EXERCISE GOAL: Please return each record exactly as it stands.

DATA SHOWN:
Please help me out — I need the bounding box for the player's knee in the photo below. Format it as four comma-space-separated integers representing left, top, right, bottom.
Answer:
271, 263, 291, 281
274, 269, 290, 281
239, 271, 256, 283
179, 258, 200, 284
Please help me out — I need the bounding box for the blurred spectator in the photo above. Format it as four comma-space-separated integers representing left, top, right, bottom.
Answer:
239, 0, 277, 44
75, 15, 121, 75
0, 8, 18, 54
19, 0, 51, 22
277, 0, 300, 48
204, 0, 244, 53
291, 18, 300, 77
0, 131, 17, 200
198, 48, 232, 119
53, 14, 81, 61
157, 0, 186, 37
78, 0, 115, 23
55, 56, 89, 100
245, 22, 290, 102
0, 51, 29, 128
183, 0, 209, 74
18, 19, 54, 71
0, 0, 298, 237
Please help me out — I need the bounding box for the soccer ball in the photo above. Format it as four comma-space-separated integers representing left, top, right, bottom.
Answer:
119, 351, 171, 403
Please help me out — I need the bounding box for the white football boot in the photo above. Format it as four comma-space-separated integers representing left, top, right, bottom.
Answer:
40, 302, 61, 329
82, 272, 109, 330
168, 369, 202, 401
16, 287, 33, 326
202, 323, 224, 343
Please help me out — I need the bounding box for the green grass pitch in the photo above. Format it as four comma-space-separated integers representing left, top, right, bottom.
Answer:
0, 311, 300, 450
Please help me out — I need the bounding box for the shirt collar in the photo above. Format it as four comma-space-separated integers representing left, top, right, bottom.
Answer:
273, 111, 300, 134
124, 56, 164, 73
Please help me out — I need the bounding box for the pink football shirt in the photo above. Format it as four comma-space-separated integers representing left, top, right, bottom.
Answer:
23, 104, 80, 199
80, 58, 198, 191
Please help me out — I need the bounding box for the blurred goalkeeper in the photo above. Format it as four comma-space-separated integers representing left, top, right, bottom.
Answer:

SOLUTION:
Please help me out — I need the bounding box for the player's knee in the photo below. Format it as four comma-space-separated integers representing left, top, right, bottom.
Answer:
271, 263, 291, 281
274, 269, 290, 281
239, 271, 256, 283
179, 258, 200, 284
Please help me out — I need the bounding box for the blurred spectator in the photo above. Format it as four comma-space-separated integers representing left, top, right, bottom.
Answer:
239, 0, 277, 44
75, 15, 121, 75
0, 8, 18, 54
19, 0, 51, 22
277, 0, 300, 48
204, 0, 244, 53
291, 18, 300, 77
0, 131, 17, 200
198, 48, 232, 119
53, 14, 81, 61
157, 0, 186, 37
78, 0, 115, 23
55, 56, 89, 100
245, 22, 290, 102
0, 51, 29, 128
183, 0, 209, 74
18, 19, 54, 71
0, 0, 298, 237
Please help me out — I need the bounding box for the soccer ball in the photo above. Format it as four comma-space-separated integers representing left, top, right, bottom.
Answer:
119, 351, 171, 403
Please help me out — I need the bounding box for the white football boot in the photo above. Format it as four comma-space-separated integers representing left, top, right, bottom.
Answer:
40, 302, 61, 329
82, 272, 109, 330
168, 369, 202, 401
16, 287, 33, 326
202, 323, 224, 343
Please help me out — I need the bounding box for the green grass pitch in the photo above. Format it as four comma-space-separated integers representing left, top, right, bottom.
Answer:
0, 311, 300, 450
Please help me out — I need the bounding box for the shirt collar in the photo above. Format it as four comma-space-separated integers representing left, top, right, bottom.
Answer:
273, 111, 300, 134
124, 56, 164, 73
Please help me out — I need the bounding box for the pink football shirt in the photo above. Format it as four comma-space-separated integers representing left, top, right, bottom.
Answer:
23, 104, 80, 199
80, 58, 198, 191
Please help me out — I need the bounding box for the blurred goalkeeper in the photo above. Format it as four comma-space-separated integers representing left, top, right, bottom.
Answer:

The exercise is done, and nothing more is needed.